■ YOUR GOAL
Please report every line in the rows below that contains the word "woven", copying each such line in full. Case counts, so only lines with that exact capitalization qualify.

■ STORED ROWS
_ _ _ _ _
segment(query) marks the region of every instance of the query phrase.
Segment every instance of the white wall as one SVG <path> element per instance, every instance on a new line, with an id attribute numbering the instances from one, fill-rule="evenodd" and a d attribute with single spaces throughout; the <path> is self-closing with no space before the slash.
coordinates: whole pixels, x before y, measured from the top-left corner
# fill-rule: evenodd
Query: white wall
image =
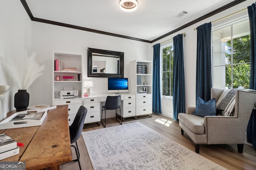
<path id="1" fill-rule="evenodd" d="M 206 23 L 214 21 L 250 6 L 254 0 L 247 0 L 152 44 L 81 30 L 31 21 L 20 2 L 0 0 L 0 55 L 18 56 L 21 51 L 34 51 L 40 64 L 46 69 L 44 75 L 33 83 L 28 90 L 30 106 L 39 104 L 51 104 L 52 91 L 52 52 L 82 54 L 83 55 L 83 80 L 92 80 L 94 94 L 106 93 L 106 78 L 88 78 L 87 48 L 124 53 L 124 76 L 129 77 L 129 62 L 135 59 L 152 61 L 151 46 L 185 33 L 184 38 L 186 105 L 196 104 L 196 31 L 194 29 Z M 0 68 L 0 84 L 10 85 L 9 80 Z M 11 92 L 14 96 L 17 89 Z M 162 109 L 164 115 L 172 117 L 172 101 L 164 100 Z M 170 104 L 168 104 L 169 99 Z M 13 99 L 10 99 L 10 110 L 14 109 Z M 166 107 L 166 106 L 167 106 Z"/>
<path id="2" fill-rule="evenodd" d="M 255 2 L 254 0 L 247 0 L 235 6 L 223 11 L 220 13 L 212 16 L 206 19 L 199 22 L 196 24 L 188 27 L 178 32 L 175 33 L 168 37 L 155 42 L 150 45 L 150 47 L 157 44 L 164 42 L 178 34 L 182 33 L 186 33 L 186 37 L 183 38 L 183 48 L 184 53 L 184 67 L 185 71 L 185 103 L 186 107 L 188 106 L 196 106 L 196 39 L 197 32 L 194 31 L 194 28 L 205 23 L 212 22 L 223 17 L 238 11 L 247 8 Z M 245 12 L 247 13 L 247 11 Z M 244 14 L 236 14 L 239 16 Z M 248 14 L 248 13 L 247 13 Z M 231 17 L 232 18 L 232 17 Z M 182 19 L 181 18 L 181 20 Z M 218 21 L 218 23 L 224 22 L 224 20 Z M 215 23 L 216 24 L 216 23 Z M 214 25 L 213 23 L 212 25 Z M 169 42 L 170 42 L 170 41 Z M 165 43 L 161 45 L 168 43 Z M 153 48 L 150 49 L 150 56 L 153 56 Z M 162 98 L 162 109 L 163 115 L 170 118 L 173 118 L 172 113 L 172 99 Z"/>
<path id="3" fill-rule="evenodd" d="M 129 76 L 130 61 L 151 59 L 146 43 L 37 22 L 32 22 L 32 49 L 47 68 L 31 88 L 30 105 L 52 103 L 53 51 L 82 55 L 82 80 L 92 80 L 91 94 L 107 93 L 107 78 L 87 77 L 88 47 L 124 52 L 125 77 Z"/>
<path id="4" fill-rule="evenodd" d="M 31 53 L 31 21 L 20 2 L 0 0 L 0 56 L 16 58 Z M 0 65 L 0 85 L 10 86 L 8 112 L 15 109 L 14 95 L 18 89 Z"/>

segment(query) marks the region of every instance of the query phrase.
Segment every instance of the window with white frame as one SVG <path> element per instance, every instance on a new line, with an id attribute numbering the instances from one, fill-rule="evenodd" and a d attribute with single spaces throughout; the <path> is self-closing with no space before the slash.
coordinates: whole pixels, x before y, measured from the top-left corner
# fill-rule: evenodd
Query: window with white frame
<path id="1" fill-rule="evenodd" d="M 248 17 L 212 29 L 214 88 L 249 88 L 250 25 Z"/>
<path id="2" fill-rule="evenodd" d="M 173 47 L 170 44 L 161 47 L 162 65 L 162 95 L 172 96 L 173 77 Z"/>

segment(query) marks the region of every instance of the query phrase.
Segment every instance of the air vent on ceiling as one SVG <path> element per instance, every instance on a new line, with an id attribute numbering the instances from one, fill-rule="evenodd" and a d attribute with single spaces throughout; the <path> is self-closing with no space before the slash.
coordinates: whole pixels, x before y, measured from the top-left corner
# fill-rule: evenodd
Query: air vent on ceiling
<path id="1" fill-rule="evenodd" d="M 187 12 L 185 11 L 182 11 L 181 12 L 180 12 L 178 14 L 176 15 L 175 16 L 177 17 L 180 18 L 180 17 L 181 17 L 182 16 L 183 16 L 185 14 L 188 14 L 188 12 Z"/>

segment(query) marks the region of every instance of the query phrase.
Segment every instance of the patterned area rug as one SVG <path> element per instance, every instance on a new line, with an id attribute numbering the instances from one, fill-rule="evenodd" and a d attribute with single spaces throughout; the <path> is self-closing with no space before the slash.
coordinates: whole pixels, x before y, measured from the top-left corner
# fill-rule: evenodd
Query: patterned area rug
<path id="1" fill-rule="evenodd" d="M 82 133 L 94 170 L 224 170 L 139 122 Z"/>

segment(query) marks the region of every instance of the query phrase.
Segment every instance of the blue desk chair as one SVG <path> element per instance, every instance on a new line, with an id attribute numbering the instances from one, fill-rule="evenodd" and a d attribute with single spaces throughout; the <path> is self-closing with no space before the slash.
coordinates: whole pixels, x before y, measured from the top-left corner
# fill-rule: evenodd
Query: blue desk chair
<path id="1" fill-rule="evenodd" d="M 74 145 L 71 145 L 71 147 L 74 147 L 75 149 L 76 154 L 76 159 L 72 160 L 68 162 L 78 161 L 80 170 L 81 170 L 80 161 L 79 161 L 80 154 L 79 153 L 78 147 L 77 145 L 76 141 L 79 137 L 80 137 L 82 134 L 84 124 L 84 119 L 85 119 L 85 117 L 87 113 L 87 109 L 82 106 L 80 106 L 76 113 L 76 117 L 75 117 L 74 121 L 72 123 L 72 124 L 69 127 L 69 133 L 71 143 L 72 144 L 75 142 L 76 145 L 76 147 Z"/>
<path id="2" fill-rule="evenodd" d="M 114 110 L 116 109 L 116 120 L 121 125 L 122 124 L 122 113 L 121 112 L 121 105 L 122 102 L 121 100 L 121 95 L 113 96 L 107 96 L 107 99 L 106 100 L 105 106 L 102 106 L 102 109 L 101 111 L 101 123 L 104 126 L 104 127 L 106 127 L 106 110 Z M 120 114 L 117 113 L 117 109 L 119 108 L 120 109 Z M 105 124 L 102 122 L 102 112 L 103 110 L 105 111 Z M 120 118 L 120 119 L 119 119 Z M 119 121 L 119 119 L 120 121 Z"/>

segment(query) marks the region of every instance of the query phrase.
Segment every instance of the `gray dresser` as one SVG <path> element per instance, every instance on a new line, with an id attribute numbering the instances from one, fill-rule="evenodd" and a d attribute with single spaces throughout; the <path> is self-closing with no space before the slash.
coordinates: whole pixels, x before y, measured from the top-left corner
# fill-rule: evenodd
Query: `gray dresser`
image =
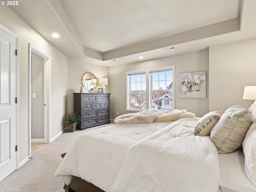
<path id="1" fill-rule="evenodd" d="M 74 111 L 81 117 L 76 128 L 90 127 L 110 123 L 110 93 L 74 93 Z"/>

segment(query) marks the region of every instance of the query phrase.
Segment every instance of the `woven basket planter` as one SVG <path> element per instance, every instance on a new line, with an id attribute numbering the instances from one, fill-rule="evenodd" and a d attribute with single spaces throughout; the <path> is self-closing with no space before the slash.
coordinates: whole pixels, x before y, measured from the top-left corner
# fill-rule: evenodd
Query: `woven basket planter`
<path id="1" fill-rule="evenodd" d="M 76 123 L 69 123 L 68 124 L 68 131 L 69 132 L 74 132 L 76 130 Z"/>

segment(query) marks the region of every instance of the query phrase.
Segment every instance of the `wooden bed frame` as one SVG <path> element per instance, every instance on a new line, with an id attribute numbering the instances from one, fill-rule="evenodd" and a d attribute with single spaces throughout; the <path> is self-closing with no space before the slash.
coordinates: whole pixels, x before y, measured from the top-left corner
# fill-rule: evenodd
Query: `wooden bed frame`
<path id="1" fill-rule="evenodd" d="M 65 155 L 66 153 L 62 154 L 62 157 L 64 158 Z M 75 176 L 69 185 L 64 184 L 63 189 L 65 192 L 104 192 L 93 184 Z"/>

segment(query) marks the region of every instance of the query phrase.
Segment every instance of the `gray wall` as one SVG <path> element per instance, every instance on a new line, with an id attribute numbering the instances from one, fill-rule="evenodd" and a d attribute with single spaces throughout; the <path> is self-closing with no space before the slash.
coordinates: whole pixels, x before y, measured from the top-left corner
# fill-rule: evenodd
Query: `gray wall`
<path id="1" fill-rule="evenodd" d="M 31 96 L 31 141 L 44 139 L 44 59 L 31 53 L 31 92 L 36 93 L 36 98 Z"/>
<path id="2" fill-rule="evenodd" d="M 210 111 L 253 103 L 242 97 L 245 86 L 256 85 L 256 38 L 210 48 Z"/>
<path id="3" fill-rule="evenodd" d="M 114 119 L 117 116 L 117 112 L 118 112 L 118 115 L 132 112 L 126 111 L 126 72 L 170 66 L 174 66 L 176 82 L 174 84 L 174 108 L 186 109 L 194 113 L 197 116 L 202 116 L 209 110 L 208 55 L 208 49 L 205 49 L 186 54 L 110 67 L 111 118 Z M 206 71 L 206 98 L 179 98 L 177 91 L 178 74 L 204 70 Z"/>

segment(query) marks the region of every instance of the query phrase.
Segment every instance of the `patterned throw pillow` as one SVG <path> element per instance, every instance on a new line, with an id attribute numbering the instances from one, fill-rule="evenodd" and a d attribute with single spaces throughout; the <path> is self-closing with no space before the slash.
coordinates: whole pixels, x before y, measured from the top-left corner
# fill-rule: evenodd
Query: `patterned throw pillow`
<path id="1" fill-rule="evenodd" d="M 196 125 L 194 135 L 199 136 L 210 135 L 212 129 L 223 113 L 222 111 L 214 111 L 203 116 Z"/>
<path id="2" fill-rule="evenodd" d="M 247 106 L 236 105 L 227 109 L 210 134 L 218 153 L 231 153 L 238 148 L 251 124 Z"/>

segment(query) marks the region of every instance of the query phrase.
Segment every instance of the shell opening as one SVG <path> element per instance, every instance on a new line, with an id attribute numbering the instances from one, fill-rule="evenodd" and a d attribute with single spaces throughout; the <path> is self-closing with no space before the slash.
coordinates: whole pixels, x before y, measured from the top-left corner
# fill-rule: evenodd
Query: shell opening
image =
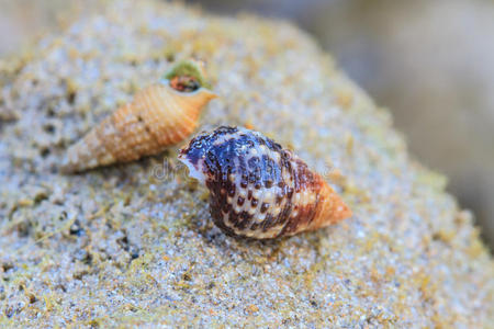
<path id="1" fill-rule="evenodd" d="M 165 75 L 164 79 L 170 81 L 170 87 L 178 91 L 195 91 L 201 87 L 210 88 L 200 63 L 181 60 Z"/>
<path id="2" fill-rule="evenodd" d="M 201 170 L 201 164 L 198 161 L 197 164 L 194 166 L 194 163 L 192 163 L 192 161 L 190 159 L 187 158 L 186 155 L 180 155 L 178 157 L 178 159 L 187 166 L 187 168 L 189 168 L 189 175 L 193 179 L 197 179 L 198 181 L 200 181 L 201 183 L 205 183 L 205 175 Z"/>

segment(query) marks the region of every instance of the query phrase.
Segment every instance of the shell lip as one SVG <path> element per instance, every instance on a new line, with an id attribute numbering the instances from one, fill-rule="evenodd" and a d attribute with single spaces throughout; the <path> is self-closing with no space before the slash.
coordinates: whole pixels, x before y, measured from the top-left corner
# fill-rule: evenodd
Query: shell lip
<path id="1" fill-rule="evenodd" d="M 197 94 L 205 92 L 211 99 L 218 98 L 218 95 L 215 92 L 211 91 L 210 89 L 207 89 L 205 87 L 200 87 L 200 88 L 198 88 L 194 91 L 179 91 L 177 89 L 171 88 L 169 79 L 162 78 L 162 79 L 159 80 L 159 83 L 161 83 L 162 86 L 167 87 L 171 92 L 173 92 L 176 94 L 179 94 L 181 97 L 194 97 Z"/>
<path id="2" fill-rule="evenodd" d="M 180 154 L 178 156 L 179 161 L 186 164 L 186 167 L 189 169 L 189 175 L 191 178 L 197 179 L 200 182 L 205 182 L 205 174 L 201 170 L 203 157 L 192 159 L 191 157 L 189 157 L 188 150 L 189 148 L 180 150 Z"/>

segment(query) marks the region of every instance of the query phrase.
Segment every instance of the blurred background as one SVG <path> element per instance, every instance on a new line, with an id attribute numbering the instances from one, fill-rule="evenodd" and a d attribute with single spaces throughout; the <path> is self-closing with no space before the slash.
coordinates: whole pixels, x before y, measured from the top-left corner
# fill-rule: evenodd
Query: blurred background
<path id="1" fill-rule="evenodd" d="M 494 0 L 188 0 L 307 31 L 377 104 L 412 154 L 449 177 L 494 247 Z M 136 2 L 137 3 L 137 2 Z M 85 1 L 0 0 L 0 57 L 67 24 Z"/>

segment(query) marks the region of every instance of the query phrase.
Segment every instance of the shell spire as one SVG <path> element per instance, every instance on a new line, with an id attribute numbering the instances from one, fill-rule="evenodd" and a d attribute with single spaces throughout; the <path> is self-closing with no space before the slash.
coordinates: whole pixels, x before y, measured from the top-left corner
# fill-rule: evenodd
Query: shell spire
<path id="1" fill-rule="evenodd" d="M 210 190 L 211 215 L 232 236 L 271 239 L 351 216 L 318 173 L 254 131 L 220 127 L 194 137 L 179 160 Z"/>
<path id="2" fill-rule="evenodd" d="M 61 171 L 137 160 L 186 139 L 195 131 L 204 105 L 217 97 L 207 86 L 199 64 L 177 64 L 72 145 Z"/>

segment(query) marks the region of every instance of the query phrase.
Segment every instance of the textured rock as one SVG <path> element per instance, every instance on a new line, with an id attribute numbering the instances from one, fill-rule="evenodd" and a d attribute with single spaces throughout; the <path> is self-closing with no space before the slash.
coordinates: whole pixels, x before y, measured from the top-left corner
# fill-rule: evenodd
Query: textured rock
<path id="1" fill-rule="evenodd" d="M 310 37 L 158 2 L 101 12 L 1 63 L 1 326 L 494 321 L 494 266 L 471 216 Z M 353 216 L 276 241 L 229 238 L 176 159 L 180 145 L 58 173 L 68 145 L 190 56 L 221 95 L 203 129 L 248 125 L 289 145 Z"/>

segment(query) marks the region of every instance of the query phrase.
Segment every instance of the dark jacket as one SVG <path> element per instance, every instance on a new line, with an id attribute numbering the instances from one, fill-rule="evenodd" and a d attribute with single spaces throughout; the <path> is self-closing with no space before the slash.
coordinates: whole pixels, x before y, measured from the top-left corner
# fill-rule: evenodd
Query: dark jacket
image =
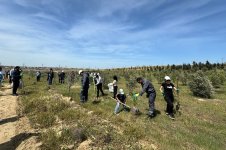
<path id="1" fill-rule="evenodd" d="M 21 79 L 20 70 L 15 69 L 15 70 L 12 72 L 12 81 L 13 81 L 13 82 L 19 82 L 20 79 Z"/>
<path id="2" fill-rule="evenodd" d="M 89 73 L 84 72 L 82 75 L 82 88 L 89 88 Z"/>
<path id="3" fill-rule="evenodd" d="M 154 93 L 155 92 L 155 89 L 154 89 L 154 86 L 152 85 L 152 83 L 147 80 L 147 79 L 142 79 L 142 83 L 141 83 L 141 86 L 142 86 L 142 91 L 140 92 L 140 95 L 142 96 L 145 92 L 147 94 L 150 94 L 150 93 Z"/>
<path id="4" fill-rule="evenodd" d="M 54 78 L 54 73 L 53 72 L 48 72 L 47 80 L 53 79 Z"/>

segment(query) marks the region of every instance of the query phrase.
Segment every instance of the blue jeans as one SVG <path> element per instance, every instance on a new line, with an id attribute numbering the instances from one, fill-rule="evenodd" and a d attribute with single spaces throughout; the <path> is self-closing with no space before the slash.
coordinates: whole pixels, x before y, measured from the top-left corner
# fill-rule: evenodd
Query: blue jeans
<path id="1" fill-rule="evenodd" d="M 156 93 L 150 93 L 148 96 L 148 101 L 149 101 L 149 115 L 154 114 L 155 112 L 155 98 L 156 98 Z"/>
<path id="2" fill-rule="evenodd" d="M 115 114 L 119 113 L 119 108 L 120 108 L 120 103 L 117 102 L 116 106 L 115 106 Z M 125 108 L 125 106 L 123 105 L 123 108 Z"/>

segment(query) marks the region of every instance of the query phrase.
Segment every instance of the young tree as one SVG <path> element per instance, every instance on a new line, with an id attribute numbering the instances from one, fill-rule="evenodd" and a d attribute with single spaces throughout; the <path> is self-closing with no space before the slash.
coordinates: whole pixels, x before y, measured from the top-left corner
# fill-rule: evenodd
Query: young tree
<path id="1" fill-rule="evenodd" d="M 210 80 L 202 71 L 198 71 L 192 76 L 189 87 L 193 95 L 199 97 L 210 98 L 214 93 Z"/>

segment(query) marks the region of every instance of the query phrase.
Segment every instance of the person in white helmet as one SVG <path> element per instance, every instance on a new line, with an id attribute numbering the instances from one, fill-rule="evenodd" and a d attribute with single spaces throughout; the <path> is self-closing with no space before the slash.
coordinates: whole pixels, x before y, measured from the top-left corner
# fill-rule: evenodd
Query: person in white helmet
<path id="1" fill-rule="evenodd" d="M 82 88 L 80 93 L 80 101 L 82 103 L 88 101 L 88 92 L 89 92 L 89 73 L 83 72 L 83 70 L 79 70 L 79 75 L 82 76 Z"/>
<path id="2" fill-rule="evenodd" d="M 167 103 L 166 105 L 166 115 L 169 116 L 170 119 L 175 119 L 173 113 L 173 102 L 174 102 L 174 95 L 173 90 L 178 90 L 173 83 L 171 83 L 171 79 L 169 76 L 165 76 L 165 82 L 162 83 L 160 87 L 160 91 L 164 96 L 164 99 Z"/>
<path id="3" fill-rule="evenodd" d="M 97 99 L 99 98 L 99 93 L 101 92 L 102 93 L 102 96 L 104 96 L 104 92 L 103 92 L 103 89 L 102 89 L 102 86 L 103 86 L 103 79 L 101 78 L 100 74 L 97 73 L 96 76 L 95 76 L 95 85 L 97 87 Z"/>

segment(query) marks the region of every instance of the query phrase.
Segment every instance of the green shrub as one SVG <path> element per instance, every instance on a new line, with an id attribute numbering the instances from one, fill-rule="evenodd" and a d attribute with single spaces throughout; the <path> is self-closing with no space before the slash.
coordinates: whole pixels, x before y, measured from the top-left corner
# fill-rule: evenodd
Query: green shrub
<path id="1" fill-rule="evenodd" d="M 34 121 L 41 128 L 48 128 L 55 123 L 56 118 L 51 112 L 41 112 L 37 115 L 37 117 L 34 118 Z"/>
<path id="2" fill-rule="evenodd" d="M 60 150 L 60 141 L 54 130 L 49 130 L 41 135 L 43 150 Z"/>
<path id="3" fill-rule="evenodd" d="M 213 86 L 207 76 L 202 71 L 198 71 L 192 76 L 189 83 L 193 95 L 210 98 L 213 95 Z"/>
<path id="4" fill-rule="evenodd" d="M 225 73 L 224 71 L 214 70 L 211 71 L 209 78 L 215 88 L 220 88 L 221 85 L 224 85 Z"/>

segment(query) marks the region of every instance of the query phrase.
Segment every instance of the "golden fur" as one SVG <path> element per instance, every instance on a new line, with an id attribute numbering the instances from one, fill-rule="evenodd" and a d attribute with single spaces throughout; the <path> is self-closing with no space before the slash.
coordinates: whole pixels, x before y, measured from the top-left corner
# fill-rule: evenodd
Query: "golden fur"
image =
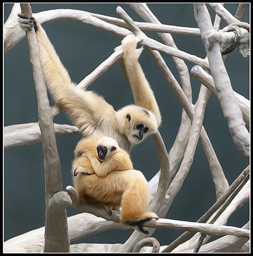
<path id="1" fill-rule="evenodd" d="M 21 27 L 31 30 L 33 25 L 29 20 L 23 14 L 19 17 Z M 143 222 L 157 218 L 155 213 L 144 212 L 149 200 L 147 182 L 139 171 L 115 171 L 117 168 L 122 170 L 122 166 L 119 167 L 120 164 L 127 165 L 130 163 L 128 161 L 131 160 L 126 152 L 148 135 L 156 133 L 161 123 L 160 111 L 153 92 L 138 61 L 141 50 L 136 49 L 134 36 L 127 36 L 122 40 L 122 45 L 124 49 L 124 65 L 136 105 L 115 111 L 101 96 L 75 87 L 46 32 L 38 21 L 35 25 L 47 85 L 56 103 L 66 111 L 83 135 L 75 150 L 73 163 L 72 172 L 77 172 L 74 178 L 75 188 L 82 199 L 102 203 L 109 209 L 121 206 L 122 222 L 137 225 L 145 233 L 142 228 Z M 118 148 L 126 152 L 120 151 L 120 155 L 123 155 L 123 152 L 125 155 L 123 160 L 118 162 L 112 161 L 116 155 L 112 154 L 100 164 L 102 165 L 106 161 L 111 161 L 107 169 L 99 172 L 96 171 L 96 166 L 94 168 L 92 161 L 91 162 L 87 158 L 87 154 L 90 154 L 90 157 L 97 157 L 96 145 L 104 136 L 115 140 L 119 146 Z M 132 165 L 130 169 L 132 169 Z M 96 171 L 98 175 L 94 173 Z"/>
<path id="2" fill-rule="evenodd" d="M 107 149 L 103 160 L 96 150 L 100 146 Z M 145 233 L 143 222 L 158 218 L 155 213 L 146 212 L 150 201 L 148 182 L 140 171 L 133 170 L 129 155 L 115 140 L 104 137 L 98 141 L 79 142 L 72 167 L 74 186 L 82 202 L 101 204 L 111 214 L 112 209 L 121 207 L 121 222 L 138 226 Z"/>
<path id="3" fill-rule="evenodd" d="M 140 51 L 136 49 L 133 36 L 125 37 L 122 45 L 125 49 L 123 58 L 126 70 L 139 106 L 129 105 L 115 111 L 94 92 L 75 87 L 45 30 L 36 23 L 36 38 L 47 85 L 56 103 L 66 111 L 85 140 L 89 136 L 108 136 L 116 140 L 121 148 L 129 151 L 133 145 L 157 131 L 161 122 L 159 108 L 138 61 Z M 137 128 L 140 124 L 147 129 L 143 137 L 139 136 Z"/>

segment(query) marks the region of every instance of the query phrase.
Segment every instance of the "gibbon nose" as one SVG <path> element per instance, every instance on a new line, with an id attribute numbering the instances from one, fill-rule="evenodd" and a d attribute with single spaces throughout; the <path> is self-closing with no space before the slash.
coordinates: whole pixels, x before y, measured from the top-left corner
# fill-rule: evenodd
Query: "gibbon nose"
_ _ _ _ _
■ REPLY
Segment every instance of the `woven basket planter` as one SVG <path> element per instance, every instance on a new line, with an id attribute numbering the instances from one, fill-rule="evenodd" and a d attribute with single spaces throughout; the <path> is self-closing with no space before the slash.
Query: `woven basket planter`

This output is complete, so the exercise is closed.